### Supplied data
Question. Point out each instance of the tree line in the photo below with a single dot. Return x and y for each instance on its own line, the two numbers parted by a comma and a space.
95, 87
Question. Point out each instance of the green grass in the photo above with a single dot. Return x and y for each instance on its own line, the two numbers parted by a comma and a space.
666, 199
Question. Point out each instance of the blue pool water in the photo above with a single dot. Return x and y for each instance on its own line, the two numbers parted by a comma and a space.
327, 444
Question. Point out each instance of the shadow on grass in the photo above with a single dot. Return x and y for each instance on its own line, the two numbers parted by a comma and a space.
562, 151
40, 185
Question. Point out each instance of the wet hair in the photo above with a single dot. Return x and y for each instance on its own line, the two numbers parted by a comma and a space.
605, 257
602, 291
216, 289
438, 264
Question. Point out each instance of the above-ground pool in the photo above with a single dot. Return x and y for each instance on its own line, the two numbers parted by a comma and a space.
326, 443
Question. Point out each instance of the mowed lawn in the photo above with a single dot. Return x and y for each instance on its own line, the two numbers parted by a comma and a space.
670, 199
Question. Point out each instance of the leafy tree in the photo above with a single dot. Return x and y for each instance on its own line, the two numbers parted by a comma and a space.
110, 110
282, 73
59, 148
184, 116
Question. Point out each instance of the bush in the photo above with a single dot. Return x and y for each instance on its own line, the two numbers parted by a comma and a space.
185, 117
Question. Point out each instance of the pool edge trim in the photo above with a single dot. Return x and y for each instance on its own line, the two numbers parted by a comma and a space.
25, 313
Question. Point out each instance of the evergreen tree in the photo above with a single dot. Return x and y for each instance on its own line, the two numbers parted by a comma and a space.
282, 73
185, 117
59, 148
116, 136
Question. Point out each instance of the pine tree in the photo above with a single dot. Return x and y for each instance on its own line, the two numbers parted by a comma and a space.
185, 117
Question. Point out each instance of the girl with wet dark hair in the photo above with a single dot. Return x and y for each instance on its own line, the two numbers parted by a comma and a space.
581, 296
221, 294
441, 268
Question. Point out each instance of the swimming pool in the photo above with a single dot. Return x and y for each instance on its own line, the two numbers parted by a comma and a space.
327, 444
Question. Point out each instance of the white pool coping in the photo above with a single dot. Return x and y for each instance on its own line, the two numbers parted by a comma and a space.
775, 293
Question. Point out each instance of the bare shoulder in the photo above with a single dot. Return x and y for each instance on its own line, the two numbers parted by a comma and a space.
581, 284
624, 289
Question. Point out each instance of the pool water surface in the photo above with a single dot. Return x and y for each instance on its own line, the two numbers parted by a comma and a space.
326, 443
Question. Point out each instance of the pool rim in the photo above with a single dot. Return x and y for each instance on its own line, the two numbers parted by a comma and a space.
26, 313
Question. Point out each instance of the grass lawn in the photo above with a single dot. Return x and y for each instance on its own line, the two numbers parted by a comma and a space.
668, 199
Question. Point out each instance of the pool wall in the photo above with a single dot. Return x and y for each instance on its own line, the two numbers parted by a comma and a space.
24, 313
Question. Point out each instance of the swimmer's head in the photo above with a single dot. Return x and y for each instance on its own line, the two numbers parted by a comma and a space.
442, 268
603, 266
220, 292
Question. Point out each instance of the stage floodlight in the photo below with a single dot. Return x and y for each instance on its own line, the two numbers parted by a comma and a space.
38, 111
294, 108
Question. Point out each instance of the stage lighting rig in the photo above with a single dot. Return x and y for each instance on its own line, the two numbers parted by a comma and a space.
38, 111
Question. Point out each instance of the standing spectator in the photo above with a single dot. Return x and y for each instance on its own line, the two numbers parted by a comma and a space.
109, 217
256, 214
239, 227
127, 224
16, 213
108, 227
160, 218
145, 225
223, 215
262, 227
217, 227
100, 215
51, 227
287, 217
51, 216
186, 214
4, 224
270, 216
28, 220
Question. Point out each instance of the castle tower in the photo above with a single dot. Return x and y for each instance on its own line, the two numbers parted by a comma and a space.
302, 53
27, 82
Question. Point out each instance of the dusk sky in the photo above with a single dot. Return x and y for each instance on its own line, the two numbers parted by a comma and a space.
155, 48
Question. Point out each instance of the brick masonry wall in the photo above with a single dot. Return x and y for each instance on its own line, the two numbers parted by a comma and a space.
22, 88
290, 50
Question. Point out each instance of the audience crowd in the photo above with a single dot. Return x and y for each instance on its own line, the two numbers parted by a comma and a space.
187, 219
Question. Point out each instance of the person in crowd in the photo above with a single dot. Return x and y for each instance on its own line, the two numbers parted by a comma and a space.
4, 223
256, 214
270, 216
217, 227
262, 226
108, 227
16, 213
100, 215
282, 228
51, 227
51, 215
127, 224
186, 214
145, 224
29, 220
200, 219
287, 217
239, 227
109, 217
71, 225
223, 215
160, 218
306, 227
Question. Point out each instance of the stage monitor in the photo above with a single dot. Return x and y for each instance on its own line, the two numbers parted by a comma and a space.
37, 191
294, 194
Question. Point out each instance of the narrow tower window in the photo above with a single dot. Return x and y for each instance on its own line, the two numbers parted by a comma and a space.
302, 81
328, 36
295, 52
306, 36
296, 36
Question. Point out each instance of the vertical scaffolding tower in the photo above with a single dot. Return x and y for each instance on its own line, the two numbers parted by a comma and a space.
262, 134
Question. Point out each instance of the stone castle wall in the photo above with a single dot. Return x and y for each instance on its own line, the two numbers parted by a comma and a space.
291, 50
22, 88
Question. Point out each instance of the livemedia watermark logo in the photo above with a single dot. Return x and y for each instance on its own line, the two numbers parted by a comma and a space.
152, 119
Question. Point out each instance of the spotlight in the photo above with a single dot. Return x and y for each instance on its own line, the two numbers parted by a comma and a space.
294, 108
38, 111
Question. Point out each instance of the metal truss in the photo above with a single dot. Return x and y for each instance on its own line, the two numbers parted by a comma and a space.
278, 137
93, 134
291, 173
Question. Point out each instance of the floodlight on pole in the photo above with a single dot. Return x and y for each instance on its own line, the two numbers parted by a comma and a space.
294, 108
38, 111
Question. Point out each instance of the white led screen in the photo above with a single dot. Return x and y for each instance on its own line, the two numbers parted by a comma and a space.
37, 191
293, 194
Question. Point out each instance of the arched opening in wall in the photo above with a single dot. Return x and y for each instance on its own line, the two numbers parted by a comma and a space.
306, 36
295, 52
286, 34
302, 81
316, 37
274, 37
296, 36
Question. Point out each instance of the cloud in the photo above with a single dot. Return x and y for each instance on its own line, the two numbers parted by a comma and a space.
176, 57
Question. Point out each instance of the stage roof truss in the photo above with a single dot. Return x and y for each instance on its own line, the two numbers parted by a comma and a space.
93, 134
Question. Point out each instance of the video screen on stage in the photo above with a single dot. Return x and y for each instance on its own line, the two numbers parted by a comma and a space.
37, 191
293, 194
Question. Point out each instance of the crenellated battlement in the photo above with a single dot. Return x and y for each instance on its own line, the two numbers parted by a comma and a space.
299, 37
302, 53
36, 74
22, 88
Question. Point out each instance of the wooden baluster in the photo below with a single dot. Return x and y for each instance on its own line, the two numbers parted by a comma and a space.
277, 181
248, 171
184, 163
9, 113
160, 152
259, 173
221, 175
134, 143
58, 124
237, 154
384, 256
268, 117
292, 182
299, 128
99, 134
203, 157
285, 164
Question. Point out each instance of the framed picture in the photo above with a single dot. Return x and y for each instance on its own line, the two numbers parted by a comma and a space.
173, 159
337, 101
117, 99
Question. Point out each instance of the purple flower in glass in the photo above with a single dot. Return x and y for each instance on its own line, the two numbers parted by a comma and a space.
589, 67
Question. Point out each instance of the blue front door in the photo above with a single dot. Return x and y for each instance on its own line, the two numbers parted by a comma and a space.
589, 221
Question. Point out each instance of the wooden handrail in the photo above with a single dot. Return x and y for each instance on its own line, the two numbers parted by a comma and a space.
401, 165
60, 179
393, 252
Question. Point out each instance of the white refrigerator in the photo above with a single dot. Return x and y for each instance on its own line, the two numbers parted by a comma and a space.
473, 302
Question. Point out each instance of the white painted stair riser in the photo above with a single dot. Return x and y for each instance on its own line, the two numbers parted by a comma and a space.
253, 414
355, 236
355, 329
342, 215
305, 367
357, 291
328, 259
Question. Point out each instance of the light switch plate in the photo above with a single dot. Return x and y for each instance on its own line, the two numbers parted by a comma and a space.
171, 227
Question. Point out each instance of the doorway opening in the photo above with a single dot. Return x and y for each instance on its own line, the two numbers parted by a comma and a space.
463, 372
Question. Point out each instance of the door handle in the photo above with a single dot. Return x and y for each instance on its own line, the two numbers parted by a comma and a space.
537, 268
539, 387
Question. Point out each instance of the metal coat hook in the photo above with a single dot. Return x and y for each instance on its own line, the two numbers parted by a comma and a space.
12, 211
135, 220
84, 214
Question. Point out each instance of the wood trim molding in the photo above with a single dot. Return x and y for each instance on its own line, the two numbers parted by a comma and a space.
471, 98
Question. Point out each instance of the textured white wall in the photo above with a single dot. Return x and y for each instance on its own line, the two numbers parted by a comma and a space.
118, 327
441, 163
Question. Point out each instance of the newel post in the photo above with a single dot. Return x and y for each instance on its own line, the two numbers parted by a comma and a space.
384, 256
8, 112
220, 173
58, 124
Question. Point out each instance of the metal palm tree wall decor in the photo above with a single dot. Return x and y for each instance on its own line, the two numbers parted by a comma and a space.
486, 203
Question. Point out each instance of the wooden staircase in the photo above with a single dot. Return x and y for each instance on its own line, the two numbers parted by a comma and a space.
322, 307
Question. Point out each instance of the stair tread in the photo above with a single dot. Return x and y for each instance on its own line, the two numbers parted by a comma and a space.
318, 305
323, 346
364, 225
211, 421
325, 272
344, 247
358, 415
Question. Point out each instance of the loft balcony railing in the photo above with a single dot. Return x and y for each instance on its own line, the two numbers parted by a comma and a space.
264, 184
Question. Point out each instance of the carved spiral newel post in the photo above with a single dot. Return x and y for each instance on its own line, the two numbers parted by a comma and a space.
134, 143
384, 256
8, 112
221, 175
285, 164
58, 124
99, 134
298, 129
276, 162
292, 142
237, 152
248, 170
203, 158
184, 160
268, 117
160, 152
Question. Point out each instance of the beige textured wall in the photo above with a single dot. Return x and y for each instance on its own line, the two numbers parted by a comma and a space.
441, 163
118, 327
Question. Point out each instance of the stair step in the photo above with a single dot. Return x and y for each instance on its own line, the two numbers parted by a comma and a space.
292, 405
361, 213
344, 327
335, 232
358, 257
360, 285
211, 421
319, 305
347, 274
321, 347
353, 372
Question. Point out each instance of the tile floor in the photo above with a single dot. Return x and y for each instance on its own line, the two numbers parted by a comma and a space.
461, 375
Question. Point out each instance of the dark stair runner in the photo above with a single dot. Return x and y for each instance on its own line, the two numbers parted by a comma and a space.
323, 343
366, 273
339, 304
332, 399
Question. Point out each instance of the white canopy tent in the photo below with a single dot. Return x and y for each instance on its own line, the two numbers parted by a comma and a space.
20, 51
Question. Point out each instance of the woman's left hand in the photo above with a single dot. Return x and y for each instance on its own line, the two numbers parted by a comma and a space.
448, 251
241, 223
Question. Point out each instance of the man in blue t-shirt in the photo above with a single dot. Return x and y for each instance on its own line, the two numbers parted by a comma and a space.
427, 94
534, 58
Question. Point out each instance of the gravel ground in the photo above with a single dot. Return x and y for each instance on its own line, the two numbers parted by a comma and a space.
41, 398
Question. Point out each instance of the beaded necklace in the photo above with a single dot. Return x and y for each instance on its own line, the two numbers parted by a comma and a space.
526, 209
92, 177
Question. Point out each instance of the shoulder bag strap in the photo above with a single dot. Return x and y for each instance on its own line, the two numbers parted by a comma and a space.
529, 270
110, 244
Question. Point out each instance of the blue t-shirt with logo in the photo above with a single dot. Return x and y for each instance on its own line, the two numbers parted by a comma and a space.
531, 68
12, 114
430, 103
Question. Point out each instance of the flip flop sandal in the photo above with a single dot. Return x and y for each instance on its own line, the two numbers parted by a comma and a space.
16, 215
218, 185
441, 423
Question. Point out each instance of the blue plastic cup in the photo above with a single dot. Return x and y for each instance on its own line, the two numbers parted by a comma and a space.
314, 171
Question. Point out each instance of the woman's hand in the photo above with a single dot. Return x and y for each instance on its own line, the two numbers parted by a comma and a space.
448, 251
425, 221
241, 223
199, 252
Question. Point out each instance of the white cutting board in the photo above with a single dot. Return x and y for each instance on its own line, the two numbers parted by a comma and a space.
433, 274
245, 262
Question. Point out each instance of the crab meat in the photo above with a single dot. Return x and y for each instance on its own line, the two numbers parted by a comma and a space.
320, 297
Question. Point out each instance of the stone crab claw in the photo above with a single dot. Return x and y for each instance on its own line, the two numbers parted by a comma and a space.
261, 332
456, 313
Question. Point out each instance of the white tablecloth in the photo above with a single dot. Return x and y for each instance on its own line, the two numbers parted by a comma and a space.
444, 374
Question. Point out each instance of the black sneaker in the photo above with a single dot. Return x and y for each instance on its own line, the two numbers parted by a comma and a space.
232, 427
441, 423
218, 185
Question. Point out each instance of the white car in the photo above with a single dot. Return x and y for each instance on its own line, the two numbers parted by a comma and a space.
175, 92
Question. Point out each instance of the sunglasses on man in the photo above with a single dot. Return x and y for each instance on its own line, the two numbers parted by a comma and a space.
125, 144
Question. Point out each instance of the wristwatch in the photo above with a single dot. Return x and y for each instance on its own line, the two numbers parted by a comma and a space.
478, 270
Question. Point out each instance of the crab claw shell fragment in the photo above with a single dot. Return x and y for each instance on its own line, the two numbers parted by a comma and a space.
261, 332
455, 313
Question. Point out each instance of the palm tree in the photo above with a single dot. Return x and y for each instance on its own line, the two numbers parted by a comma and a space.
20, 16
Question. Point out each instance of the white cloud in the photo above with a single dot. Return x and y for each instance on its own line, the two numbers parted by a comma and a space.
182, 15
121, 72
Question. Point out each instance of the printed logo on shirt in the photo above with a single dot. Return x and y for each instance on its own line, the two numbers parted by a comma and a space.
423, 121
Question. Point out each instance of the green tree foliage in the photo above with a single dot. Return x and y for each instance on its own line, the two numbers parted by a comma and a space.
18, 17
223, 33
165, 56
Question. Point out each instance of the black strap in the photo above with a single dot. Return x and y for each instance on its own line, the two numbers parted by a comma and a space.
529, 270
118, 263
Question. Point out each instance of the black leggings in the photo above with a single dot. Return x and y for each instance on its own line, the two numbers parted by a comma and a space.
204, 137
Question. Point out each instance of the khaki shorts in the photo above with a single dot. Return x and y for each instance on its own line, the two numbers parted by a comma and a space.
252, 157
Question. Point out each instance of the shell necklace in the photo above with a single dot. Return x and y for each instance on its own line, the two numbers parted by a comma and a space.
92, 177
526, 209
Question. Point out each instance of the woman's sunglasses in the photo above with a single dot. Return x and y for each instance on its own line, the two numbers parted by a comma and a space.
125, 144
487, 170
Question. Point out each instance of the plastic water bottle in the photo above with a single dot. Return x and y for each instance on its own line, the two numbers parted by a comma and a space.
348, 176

### Task objective
Could you reproduce, word for word, the stretch of lines from the one containing "Question. Point out each instance of the woman's sunglasses" through the final line above?

### Result for this exercise
Question. Point out each instance of the woman's sunglasses in the photo above with a single dot. Return x and y for each instance on its own line, the two numbers parted by a comma and a space.
125, 144
487, 170
Question. Point out each instance of the plastic water bottle in the photo above with a single dot. Return x and y for each instance on its own line, the two numbers parted by a comma and a space.
348, 176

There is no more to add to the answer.